→ **Problem requirements**: Without changing a single word, write out every entry.

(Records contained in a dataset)

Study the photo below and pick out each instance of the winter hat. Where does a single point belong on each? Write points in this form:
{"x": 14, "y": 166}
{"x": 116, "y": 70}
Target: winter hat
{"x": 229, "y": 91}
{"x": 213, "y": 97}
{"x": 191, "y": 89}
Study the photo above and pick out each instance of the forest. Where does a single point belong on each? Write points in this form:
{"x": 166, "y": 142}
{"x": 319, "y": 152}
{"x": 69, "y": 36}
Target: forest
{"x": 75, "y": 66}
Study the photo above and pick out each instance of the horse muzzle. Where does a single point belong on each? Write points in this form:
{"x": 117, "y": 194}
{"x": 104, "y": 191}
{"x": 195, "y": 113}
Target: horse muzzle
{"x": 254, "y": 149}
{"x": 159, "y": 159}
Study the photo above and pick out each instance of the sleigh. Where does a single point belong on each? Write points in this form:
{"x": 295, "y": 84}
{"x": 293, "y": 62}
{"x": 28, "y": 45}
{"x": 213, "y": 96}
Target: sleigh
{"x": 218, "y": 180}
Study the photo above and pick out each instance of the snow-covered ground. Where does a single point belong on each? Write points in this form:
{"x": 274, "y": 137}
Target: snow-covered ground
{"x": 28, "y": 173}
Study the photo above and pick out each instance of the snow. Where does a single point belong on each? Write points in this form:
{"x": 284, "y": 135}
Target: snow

→ **Response to the exercise**:
Study the photo below and pick out each instance of the winter hat. Where does a single point belong on each? Write points in this form:
{"x": 14, "y": 166}
{"x": 116, "y": 70}
Target: winter hat
{"x": 229, "y": 91}
{"x": 213, "y": 97}
{"x": 191, "y": 89}
Study the photo above and pick out each instance of the forest. Where does a single point belong on each? Write points in this form:
{"x": 166, "y": 142}
{"x": 319, "y": 152}
{"x": 69, "y": 36}
Target: forest
{"x": 75, "y": 66}
Study the photo above and pick out each instance of the horse muzzle. Where does a single point belong on each? Write points in this form:
{"x": 117, "y": 194}
{"x": 104, "y": 191}
{"x": 195, "y": 113}
Target: horse muzzle
{"x": 254, "y": 149}
{"x": 159, "y": 159}
Study the photo above and pick out each instance of the sleigh. Where does a single point belong on each? Write points in this form:
{"x": 295, "y": 84}
{"x": 293, "y": 62}
{"x": 28, "y": 45}
{"x": 213, "y": 96}
Target: sleigh
{"x": 218, "y": 180}
Study the photo above and pick out each instance of the snow-covered ground. Where does a single point belong on each? Write points in this form:
{"x": 274, "y": 137}
Target: snow-covered ground
{"x": 28, "y": 173}
Study the photo above and pick out each instance of the snow. Where does a single point belong on each? Write points in this form:
{"x": 284, "y": 135}
Target: snow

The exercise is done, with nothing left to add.